[Data items]
———

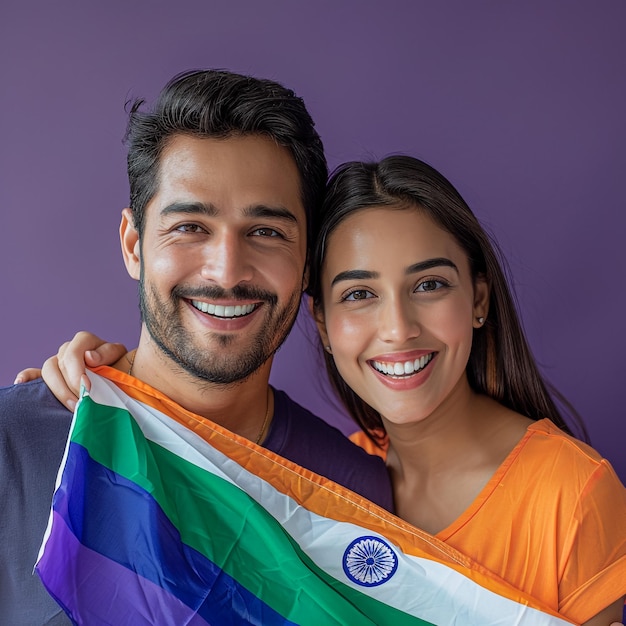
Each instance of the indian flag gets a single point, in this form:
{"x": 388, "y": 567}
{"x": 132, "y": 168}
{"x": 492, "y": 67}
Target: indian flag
{"x": 161, "y": 517}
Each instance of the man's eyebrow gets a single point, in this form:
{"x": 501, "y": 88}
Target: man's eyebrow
{"x": 413, "y": 269}
{"x": 210, "y": 210}
{"x": 262, "y": 210}
{"x": 189, "y": 208}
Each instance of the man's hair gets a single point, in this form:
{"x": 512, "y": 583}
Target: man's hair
{"x": 221, "y": 104}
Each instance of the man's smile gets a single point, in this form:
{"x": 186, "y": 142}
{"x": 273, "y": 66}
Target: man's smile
{"x": 224, "y": 311}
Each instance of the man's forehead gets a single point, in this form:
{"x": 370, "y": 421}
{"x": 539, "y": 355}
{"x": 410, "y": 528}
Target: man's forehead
{"x": 249, "y": 171}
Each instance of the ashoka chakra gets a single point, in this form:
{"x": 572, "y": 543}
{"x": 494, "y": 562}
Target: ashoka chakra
{"x": 369, "y": 561}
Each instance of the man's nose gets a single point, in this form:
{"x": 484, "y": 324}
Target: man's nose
{"x": 227, "y": 260}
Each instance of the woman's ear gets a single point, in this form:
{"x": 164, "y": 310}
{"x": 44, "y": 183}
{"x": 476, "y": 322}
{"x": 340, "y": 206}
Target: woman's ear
{"x": 482, "y": 292}
{"x": 318, "y": 315}
{"x": 129, "y": 239}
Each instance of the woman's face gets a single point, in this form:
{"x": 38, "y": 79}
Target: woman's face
{"x": 399, "y": 309}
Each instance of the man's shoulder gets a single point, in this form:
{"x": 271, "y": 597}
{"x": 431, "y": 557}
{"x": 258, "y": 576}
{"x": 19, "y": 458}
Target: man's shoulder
{"x": 315, "y": 444}
{"x": 30, "y": 409}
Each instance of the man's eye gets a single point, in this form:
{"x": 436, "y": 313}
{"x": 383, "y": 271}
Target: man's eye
{"x": 190, "y": 228}
{"x": 265, "y": 232}
{"x": 359, "y": 294}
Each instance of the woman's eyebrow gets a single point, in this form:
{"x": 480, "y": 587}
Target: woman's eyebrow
{"x": 354, "y": 275}
{"x": 413, "y": 269}
{"x": 430, "y": 263}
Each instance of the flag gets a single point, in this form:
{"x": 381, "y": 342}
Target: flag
{"x": 162, "y": 517}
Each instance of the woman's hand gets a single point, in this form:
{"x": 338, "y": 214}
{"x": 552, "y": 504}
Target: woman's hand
{"x": 64, "y": 372}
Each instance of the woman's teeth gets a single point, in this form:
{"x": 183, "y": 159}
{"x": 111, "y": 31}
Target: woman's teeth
{"x": 405, "y": 368}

———

■ **Work item**
Look above for the line containing "Each instance of the woman's face". From there to the final line of the entries, repeat every line exactly.

■ **Expected answer**
Each instance of the woman's face gets a single point, in this form:
{"x": 38, "y": 79}
Target: woman's face
{"x": 399, "y": 309}
Each instance of the man's shoulder gets a single point, in this form:
{"x": 271, "y": 597}
{"x": 431, "y": 557}
{"x": 258, "y": 576}
{"x": 19, "y": 458}
Target: man's shoulder
{"x": 315, "y": 444}
{"x": 30, "y": 409}
Each instance of the man's eye gets a single point, in this form:
{"x": 436, "y": 313}
{"x": 383, "y": 271}
Target: man's eye
{"x": 190, "y": 228}
{"x": 265, "y": 232}
{"x": 359, "y": 294}
Each instance of the woman's eyebrow gets a single point, in this form:
{"x": 480, "y": 587}
Target: woman's eyebrow
{"x": 354, "y": 275}
{"x": 413, "y": 269}
{"x": 430, "y": 263}
Each instance of the flag gets a single point, in this form:
{"x": 381, "y": 342}
Target: flag
{"x": 162, "y": 517}
Each instance of the woman's hand gets a single point, in this form:
{"x": 338, "y": 214}
{"x": 552, "y": 504}
Target: woman's hand
{"x": 64, "y": 372}
Each instance of the woman's teeth gets a single point, in this form:
{"x": 183, "y": 159}
{"x": 111, "y": 31}
Target: woman's teeth
{"x": 405, "y": 368}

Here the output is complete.